5者のコラム 「5者」Vol.7

大切な人の死

 映画「Watch with Me-卒業写真」(瀬木直貴監督)は久留米を舞台とした静かな作品。自分がどう死を迎えるか(1人称の死)夫婦の死をどう受け入れるか(2人称の死)が良く描かれています。ライフワークを果たし・青春時代の忘れ物を見つけ・親友や妻に看取られながら・病院ではなく生家で亡くなる主人公は幸せだ、と私は思いました。Watch with Meは「マタイ福音書」の「ゲッセマネの祈り」に出てくる言葉。「私と共に目を覚まして祈りなさい」という意味で、近代ホスピス創設者であるシシリー・ソンダースはこの言葉にホスピスの基本精神として「死が近い人を見守る」理念を込めました。命あるうちに人生の意味を問い直す機会が与えられるのは幸福なことです。私は最愛の人を突然失った方の依頼を多く受けました。ほとんど交通事故です。交通事故死の遺族は最愛の人の死を時間をかけて受け入れることから二重・三重の意味で疎外されています。警察や病院から呼び出され、駆けつけた時には既に死亡していたり危篤状態だったりします。突然の事態に遺族は動転して冷静な対処が出来ません。辛いのは事後の保険会社との交渉です。遺族の気持ちを無視した数字のやりとりによって遺族は肉親の「死の意味」から疎外されていくのです。死亡事故の事件を受任するに当たり心がけているのは遺族の「心の傷」に可能な限り寄り添っていくこと。遺族にとり金銭的多寡など重要ではありません。遺族は被害者が「何故死ななければならなかったのか」その理由を知りたいのです。私は死亡事故に関しては和解を好みません。「時間をかけて真相を見極める」ことのほうが遺族にとっては遙かに大事だと思うのです。交通事故の遺族は最愛の人の「死」を時間をかけてゆっくりと受け入れることから二重・三重の意味で疎外されてきた方々です。遺族の代理人である弁護士までが、こういった疎外に荷担してはいけないと私は思っています。

*表示情報*:
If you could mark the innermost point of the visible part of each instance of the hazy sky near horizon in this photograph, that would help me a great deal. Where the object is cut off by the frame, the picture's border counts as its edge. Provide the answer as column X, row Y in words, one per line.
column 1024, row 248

*作業項目*: 抜粋で筆者は映画の主人公を幸せだと述べています。その判断の前に挙げられている主人公の事柄をすべて書き出してください。

*解答*:
・ライフワークを果たしたこと
・青春時代の忘れ物を見つけたこと
・親友や妻に看取られたこと
・病院ではなく生家で亡くなること